* [Your tasks]:
1. From the resin forum thread, extract the passage between "You can't paint" and "Does that help?", inclusive.
2. In the epoxy vs. polyester forum thread, what does Jim say he will use epoxy for, and why?
3. List every basic rule gcarter gives in the epoxy vs. polyester thread.

* [Extracted text]:
PDA

View Full Version : Epoxy vs. Polyester ?



jg480
09-02-2009, 08:24 PM
I know this is going to open up a can of worms and that is not my intent. I have been reading some post over on Scream and Fly about resins trying to get a little more educated before diving into the St. Tropez. I know epoxy has stronger secondary bonding characteristics than poly or vinyl, but is it really necessary? I need to replace pretty much everything, all the coring, transom and probably stringers. I really don't want to spend $2000 on epoxy for structural repairs if it is not needed. I will use epoxy for fairing and cosmetic work do to it's low shrinkage. I have used poly on several other boats with no problems but this one is going to be special so I want to do it right!
Jim

gcarter
09-02-2009, 08:45 PM
A few basic rules;
You can apply epoxy over poly
You CAN'T apply poly over epoxy.
You can't paint over epoxy (not easily anyway)
You can use vinylester resin and get much of the strength of epoxy for less than the cost of epoxy.

Does that help?

* [Provided data]:
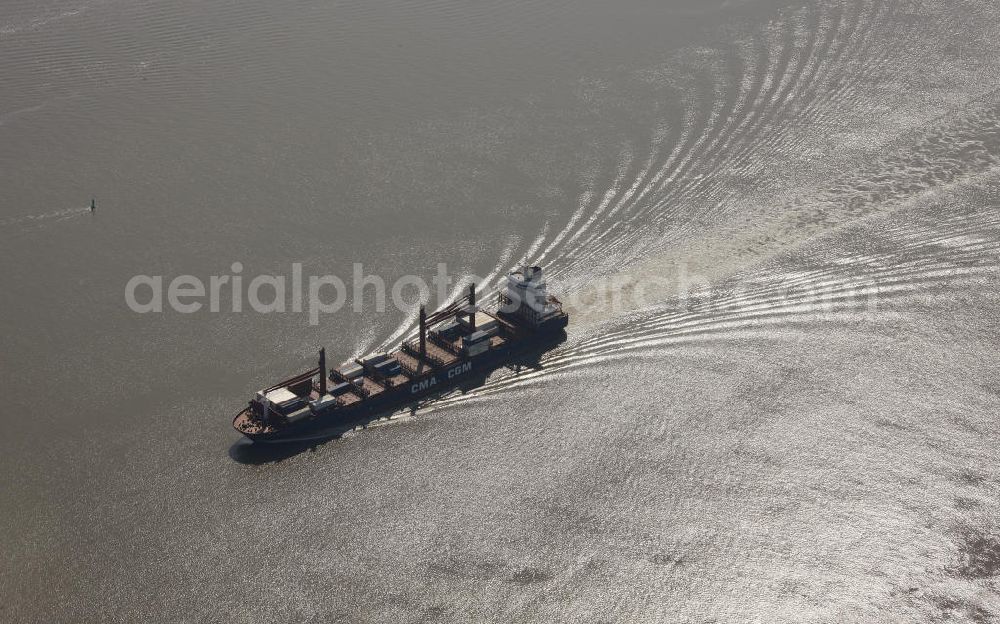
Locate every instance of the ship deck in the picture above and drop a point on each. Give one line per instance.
(439, 353)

* [Results of the tasks]:
1.
You can't paint over epoxy (not easily anyway)
You can use vinylester resin and get much of the strength of epoxy for less than the cost of epoxy.

Does that help?

2. Fairing and cosmetic work, because of epoxy's low shrinkage.

3.
- You can apply epoxy over poly.
- You CAN'T apply poly over epoxy.
- You can't paint over epoxy (not easily anyway).
- You can use vinylester resin and get much of the strength of epoxy for less than the cost of epoxy.